● OPDRACHTEN:
1 > Binnen hoeveel jaar zou de baan van de buurvrouw volgens haarzelf overbodig kunnen zijn, zoals het gegeven fragment vermeldt?
2 > Herhaal letterlijk het stuk uit het gegeven fragment dat begint bij "Mijn optimistische zienswijze" en eindigt bij "de vaste baan.".

● GEGEVEN FRAGMENT:
========

Met een groepje buren spreken we over de toekomst, nu de technologische ontwikkelingen zo razendsnel gaan. Een buurvrouw, begin veertig met een vaste baan als juridisch adviseur, maakt zich zorgen over de snelle opmars van kunstmatige intelligentie (AI). Zij stelt dat de kans groot is dat haar baan binnen vijf jaar overbodig geworden is. Een angstig vooruitzicht. Ik wil haar geruststellen. Als het al zo’n vaart loopt dan kan zij toch andersoortig werk zoeken? Daar blijft genoeg van over.
Mijn optimistische zienswijze roept een vraag op: is het verstandig om in deze tijd van snelle veranderingen te investeren in één beroep, of is ‘banen stapelen’ beter? De helft van het gezelschap vindt, net als ik, een bredere ervaring op werkgebied belangrijk. Opvallend genoeg hebben mijn medestanders en ik twee overeenkomsten. We zijn allen zelfstandig. Nooit een vaste baan gehad; al een carrière lang bezig met het zoeken en organiseren van werkprojecten die altijd tijdelijk zijn. Onze tweede overeenkomst is onze leeftijd: we zijn een generatie ouder dan de veertiger met de vaste baan.

========

● FRAGMENT UIT DATASET:
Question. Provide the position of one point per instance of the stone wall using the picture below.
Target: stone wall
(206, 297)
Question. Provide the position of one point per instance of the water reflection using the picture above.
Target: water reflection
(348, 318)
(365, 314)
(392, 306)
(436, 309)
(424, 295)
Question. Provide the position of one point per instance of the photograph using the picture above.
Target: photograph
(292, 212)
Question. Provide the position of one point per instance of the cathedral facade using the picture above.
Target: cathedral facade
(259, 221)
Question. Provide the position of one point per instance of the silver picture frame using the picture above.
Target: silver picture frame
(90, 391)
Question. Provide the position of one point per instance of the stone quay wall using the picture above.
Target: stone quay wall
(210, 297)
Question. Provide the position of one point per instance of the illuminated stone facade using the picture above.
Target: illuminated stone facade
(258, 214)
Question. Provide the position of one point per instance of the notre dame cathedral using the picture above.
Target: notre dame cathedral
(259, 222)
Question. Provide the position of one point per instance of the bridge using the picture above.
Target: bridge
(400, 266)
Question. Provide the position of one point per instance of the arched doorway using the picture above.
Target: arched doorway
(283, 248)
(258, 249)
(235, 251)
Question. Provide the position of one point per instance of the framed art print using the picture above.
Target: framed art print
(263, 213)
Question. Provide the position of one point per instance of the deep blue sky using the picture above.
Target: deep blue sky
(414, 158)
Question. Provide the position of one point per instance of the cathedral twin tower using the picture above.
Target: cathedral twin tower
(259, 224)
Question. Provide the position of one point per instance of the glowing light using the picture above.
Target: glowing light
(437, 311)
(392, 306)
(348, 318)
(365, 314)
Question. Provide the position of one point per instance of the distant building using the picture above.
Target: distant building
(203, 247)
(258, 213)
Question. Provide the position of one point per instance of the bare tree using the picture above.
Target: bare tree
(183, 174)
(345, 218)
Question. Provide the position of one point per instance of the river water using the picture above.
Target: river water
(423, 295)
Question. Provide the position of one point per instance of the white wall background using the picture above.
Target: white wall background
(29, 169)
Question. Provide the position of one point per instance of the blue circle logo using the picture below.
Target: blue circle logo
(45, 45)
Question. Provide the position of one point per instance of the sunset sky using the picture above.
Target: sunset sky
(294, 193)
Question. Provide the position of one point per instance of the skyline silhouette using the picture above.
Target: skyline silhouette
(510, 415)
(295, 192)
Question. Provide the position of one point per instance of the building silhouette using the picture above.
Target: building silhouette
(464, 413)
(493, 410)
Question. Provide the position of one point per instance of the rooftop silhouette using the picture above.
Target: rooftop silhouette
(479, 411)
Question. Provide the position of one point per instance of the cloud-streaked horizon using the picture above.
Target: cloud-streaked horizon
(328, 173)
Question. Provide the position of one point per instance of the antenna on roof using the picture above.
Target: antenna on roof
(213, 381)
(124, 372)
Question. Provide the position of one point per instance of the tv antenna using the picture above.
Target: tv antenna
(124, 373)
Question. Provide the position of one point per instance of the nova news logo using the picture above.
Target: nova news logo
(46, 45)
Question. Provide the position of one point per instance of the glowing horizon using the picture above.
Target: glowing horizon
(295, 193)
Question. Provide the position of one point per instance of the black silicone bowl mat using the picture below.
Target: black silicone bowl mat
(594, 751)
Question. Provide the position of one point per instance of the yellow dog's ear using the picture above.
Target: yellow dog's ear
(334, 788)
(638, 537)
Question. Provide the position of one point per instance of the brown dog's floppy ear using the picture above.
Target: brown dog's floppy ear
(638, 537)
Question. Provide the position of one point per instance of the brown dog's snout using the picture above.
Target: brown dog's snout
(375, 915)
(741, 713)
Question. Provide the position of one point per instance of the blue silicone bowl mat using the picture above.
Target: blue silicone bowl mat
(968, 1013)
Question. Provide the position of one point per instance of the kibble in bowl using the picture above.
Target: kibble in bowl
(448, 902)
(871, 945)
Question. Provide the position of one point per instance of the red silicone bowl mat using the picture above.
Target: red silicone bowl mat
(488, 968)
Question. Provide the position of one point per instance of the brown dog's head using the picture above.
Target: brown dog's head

========

● ANTWOORDEN PER OPDRACHT:
1 > Binnen vijf jaar.

2 >
Mijn optimistische zienswijze roept een vraag op: is het verstandig om in deze tijd van snelle veranderingen te investeren in één beroep, of is ‘banen stapelen’ beter? De helft van het gezelschap vindt, net als ik, een bredere ervaring op werkgebied belangrijk. Opvallend genoeg hebben mijn medestanders en ik twee overeenkomsten. We zijn allen zelfstandig. Nooit een vaste baan gehad; al een carrière lang bezig met het zoeken en organiseren van werkprojecten die altijd tijdelijk zijn. Onze tweede overeenkomst is onze leeftijd: we zijn een generatie ouder dan de veertiger met de vaste baan.